▶ Task prompt:
Every entry is to be reproduced word for word, but the images are not.

▶ Dataset excerpts:
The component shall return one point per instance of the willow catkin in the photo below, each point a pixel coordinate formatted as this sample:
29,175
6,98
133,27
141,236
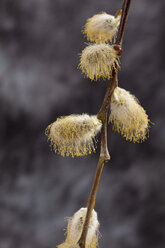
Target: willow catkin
98,60
75,227
74,135
101,27
128,117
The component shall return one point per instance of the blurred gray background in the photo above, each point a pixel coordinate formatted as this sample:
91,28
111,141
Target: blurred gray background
40,43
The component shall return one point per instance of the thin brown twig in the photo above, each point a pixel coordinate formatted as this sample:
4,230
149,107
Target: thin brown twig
102,115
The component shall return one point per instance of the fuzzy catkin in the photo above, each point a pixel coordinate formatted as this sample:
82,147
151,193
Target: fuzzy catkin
74,135
98,60
101,27
75,227
128,117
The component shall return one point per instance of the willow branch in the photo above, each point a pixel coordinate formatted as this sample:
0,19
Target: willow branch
124,16
102,115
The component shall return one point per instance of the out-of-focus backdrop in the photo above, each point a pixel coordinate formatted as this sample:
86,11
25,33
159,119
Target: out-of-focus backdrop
40,43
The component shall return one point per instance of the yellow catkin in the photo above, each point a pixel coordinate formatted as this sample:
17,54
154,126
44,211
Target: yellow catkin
101,27
98,60
74,135
75,227
128,117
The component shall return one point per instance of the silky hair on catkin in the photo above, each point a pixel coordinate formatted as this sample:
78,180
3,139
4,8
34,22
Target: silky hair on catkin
128,117
75,227
74,135
101,27
98,60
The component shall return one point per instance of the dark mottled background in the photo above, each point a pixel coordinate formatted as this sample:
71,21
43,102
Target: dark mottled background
39,45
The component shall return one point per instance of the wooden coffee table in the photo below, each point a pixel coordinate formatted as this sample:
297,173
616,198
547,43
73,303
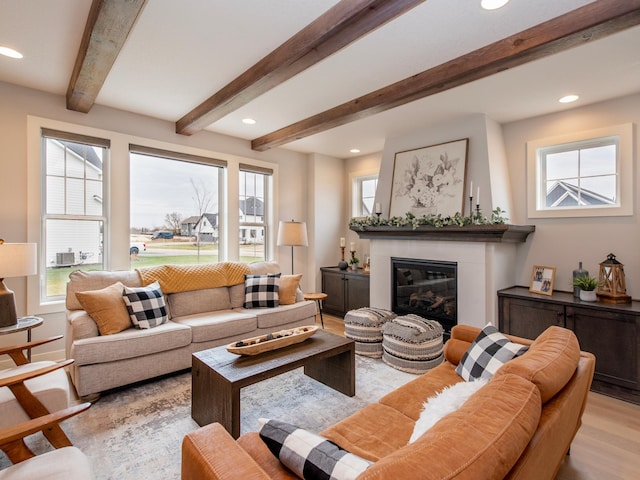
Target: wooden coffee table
217,375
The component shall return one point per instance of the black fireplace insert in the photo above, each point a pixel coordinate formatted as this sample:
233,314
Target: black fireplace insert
427,288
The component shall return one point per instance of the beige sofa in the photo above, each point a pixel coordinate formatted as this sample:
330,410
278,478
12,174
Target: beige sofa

▶ Result below:
The component shall return one point per instance of the willow catkin in the photo below, each point a pixel coordinate formatted as this sample:
29,175
6,98
133,27
141,236
Target: willow catkin
98,60
75,227
74,135
101,27
128,117
The component shall return one point per instance of the blurred gray background in the photo above, each point a pixel coordinate formatted as this sample:
91,28
111,141
Target: blurred gray background
40,43
The component shall return one point per instance of the thin brown twig in the photo above, each point a pixel coordinate formatted as this sample:
4,230
149,107
Target: thin brown twig
102,115
The component shall return one point per instance of the fuzzy catkin in the photo above, each point a pixel coordinate formatted as this sample:
82,147
151,193
Target: fuzzy catkin
74,135
98,60
101,27
75,227
128,117
The component shall return one point per instance of the willow branch in the photo above, each point a pixel coordinate formatted as this sample:
0,19
Target: willow branch
124,16
102,115
The component shall return one point per instance of the out-of-focus backdrop in the photo above, each point a pixel coordinate formatted as this sample:
86,11
25,33
159,119
Target: out-of-focus backdrop
40,43
The component shall return one point per instance of the yellow catkin in the photo above, each point a pixel coordinate formatted as this sample:
17,54
154,126
44,211
Target: yellow catkin
101,27
98,60
74,135
75,227
128,117
The component shall return one point per instance of the silky hair on catkin in the photo above, each point a pixel coordinate formatted as this sample:
78,180
3,139
4,8
34,22
Target: silky hair on catkin
128,117
75,227
74,135
101,27
98,60
The component shall return one point per instance of the dark mottled background in the photo above, each point a pixel coordinate formatted as this sample:
71,21
43,102
Target: dark mottled background
39,45
The component shall return one point per instance of the wooden coffee table in the photo below, each point a pixel coordinate formatted as this sample:
297,173
616,198
547,43
73,303
Target: wooden coffee table
217,375
The component shall return one point per instance of the black fireplace insert in the photo above, each point a pixel coordinate formatted as this sample:
233,314
Target: black fireplace insert
427,288
The component shall return one point per instance of the beige sofa in the photo above, each point a pixel coordinate formatted as this sample:
330,410
278,478
12,174
Target: beige sofa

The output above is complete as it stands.